start Data lines
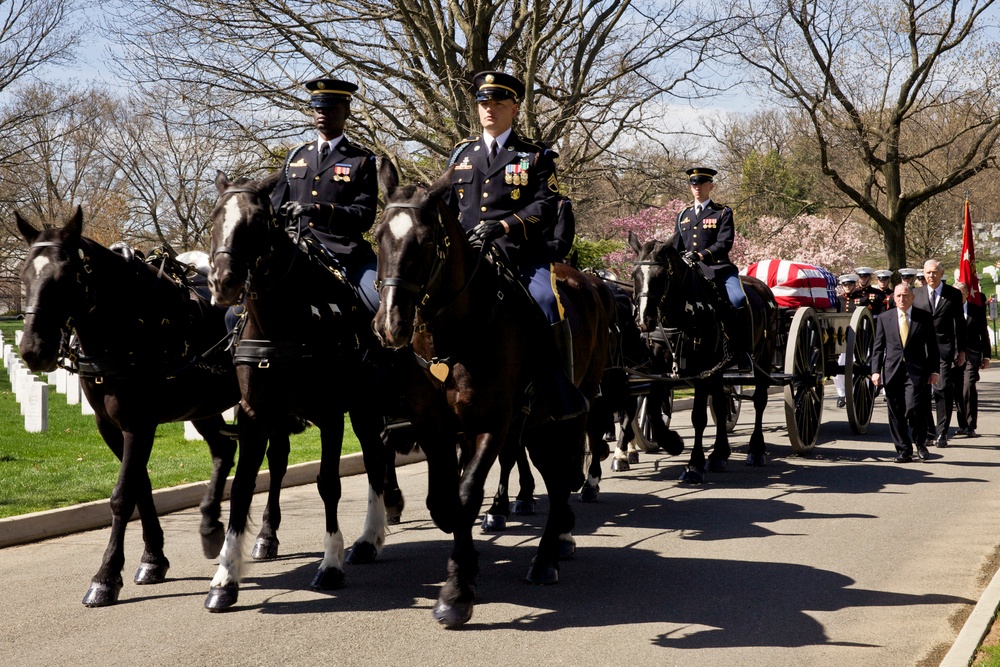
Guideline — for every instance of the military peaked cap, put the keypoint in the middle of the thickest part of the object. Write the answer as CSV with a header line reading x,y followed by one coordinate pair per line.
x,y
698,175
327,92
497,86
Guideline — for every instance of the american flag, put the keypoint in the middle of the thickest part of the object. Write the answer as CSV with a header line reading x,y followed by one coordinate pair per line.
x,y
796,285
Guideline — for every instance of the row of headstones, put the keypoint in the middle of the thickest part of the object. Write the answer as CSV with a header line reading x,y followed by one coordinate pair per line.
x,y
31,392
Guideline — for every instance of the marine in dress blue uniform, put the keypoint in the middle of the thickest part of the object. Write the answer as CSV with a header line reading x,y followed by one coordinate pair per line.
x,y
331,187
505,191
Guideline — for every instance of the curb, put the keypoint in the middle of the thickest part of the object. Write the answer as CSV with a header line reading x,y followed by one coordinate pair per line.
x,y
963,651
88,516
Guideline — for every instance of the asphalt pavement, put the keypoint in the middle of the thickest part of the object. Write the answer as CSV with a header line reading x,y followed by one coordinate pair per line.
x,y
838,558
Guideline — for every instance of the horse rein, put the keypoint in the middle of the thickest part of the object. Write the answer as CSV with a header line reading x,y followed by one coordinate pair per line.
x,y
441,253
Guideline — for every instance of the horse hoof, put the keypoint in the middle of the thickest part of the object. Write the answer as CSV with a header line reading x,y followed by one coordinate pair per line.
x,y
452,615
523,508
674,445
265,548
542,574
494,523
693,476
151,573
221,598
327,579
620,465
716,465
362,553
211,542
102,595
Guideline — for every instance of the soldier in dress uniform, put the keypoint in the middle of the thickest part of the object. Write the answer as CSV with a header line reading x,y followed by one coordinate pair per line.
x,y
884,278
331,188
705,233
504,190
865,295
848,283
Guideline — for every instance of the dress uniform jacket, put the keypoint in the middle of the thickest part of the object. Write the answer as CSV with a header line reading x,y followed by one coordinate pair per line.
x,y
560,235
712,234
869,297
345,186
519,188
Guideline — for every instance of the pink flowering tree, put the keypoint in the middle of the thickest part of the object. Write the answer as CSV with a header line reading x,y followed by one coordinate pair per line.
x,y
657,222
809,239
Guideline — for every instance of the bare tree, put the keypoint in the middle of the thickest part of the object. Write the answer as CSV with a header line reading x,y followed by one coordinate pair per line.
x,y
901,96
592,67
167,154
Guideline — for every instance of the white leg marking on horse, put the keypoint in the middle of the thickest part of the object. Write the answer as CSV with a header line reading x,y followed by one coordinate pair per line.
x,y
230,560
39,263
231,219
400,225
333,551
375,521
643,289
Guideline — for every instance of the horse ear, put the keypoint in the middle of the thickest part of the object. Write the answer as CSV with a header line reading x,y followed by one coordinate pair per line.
end Data lines
Aim: Please convert everything from the row containing "Guideline — for every instance of the soldier" down to the end of the rows into a Markdown table with the columns Position and Text, one line per table row and blank lines left out.

Response below:
| Position | Text |
|---|---|
| 1 | Guideline — for every instance of the soldier in dress uniform, put the keypoint in the middle of the thickest part of the object. Write the answer as CSV with a header line reading x,y followed by one coordinate pair per line. |
| 2 | x,y |
| 3 | 884,278 |
| 4 | 331,188 |
| 5 | 705,233 |
| 6 | 504,190 |
| 7 | 865,295 |
| 8 | 848,283 |
| 9 | Guideline — for every instance of the dress uniform jacket, put the keypoint in the middle of the thickest part of the object. Write the answer as CSV with a header line reading x,y followed by one coordinate pair per line. |
| 10 | x,y |
| 11 | 560,235 |
| 12 | 712,234 |
| 13 | 869,297 |
| 14 | 345,186 |
| 15 | 519,188 |
| 16 | Guideline — for every instance of the pink flowering tree, put the keypoint in the middle of the thickest part of the object. Write the answer as CSV with a header line reading x,y followed by one coordinate pair per line. |
| 17 | x,y |
| 18 | 657,222 |
| 19 | 809,239 |
| 20 | Guideline — for every instance of the bare tree, put the keypoint in the middle of the thickest part of the object. Write the answer as CSV with a header line reading x,y followed by one coordinate pair per line. |
| 21 | x,y |
| 22 | 901,96 |
| 23 | 592,67 |
| 24 | 167,154 |
| 25 | Guideline — for every instance of the white leg marking on horse, put the keypoint in the middle of the thickest part of the object. Write the answer as CSV with a header line reading x,y followed by one coordinate pair per line. |
| 26 | x,y |
| 27 | 230,560 |
| 28 | 39,263 |
| 29 | 231,219 |
| 30 | 400,225 |
| 31 | 333,551 |
| 32 | 375,521 |
| 33 | 643,289 |
| 34 | Guideline — for every instance of the horse ear, put the keypoint in the middle of the thickest part of the object. Write the answer as CSV with a header line reading x,y followed by one coordinate pair per line. |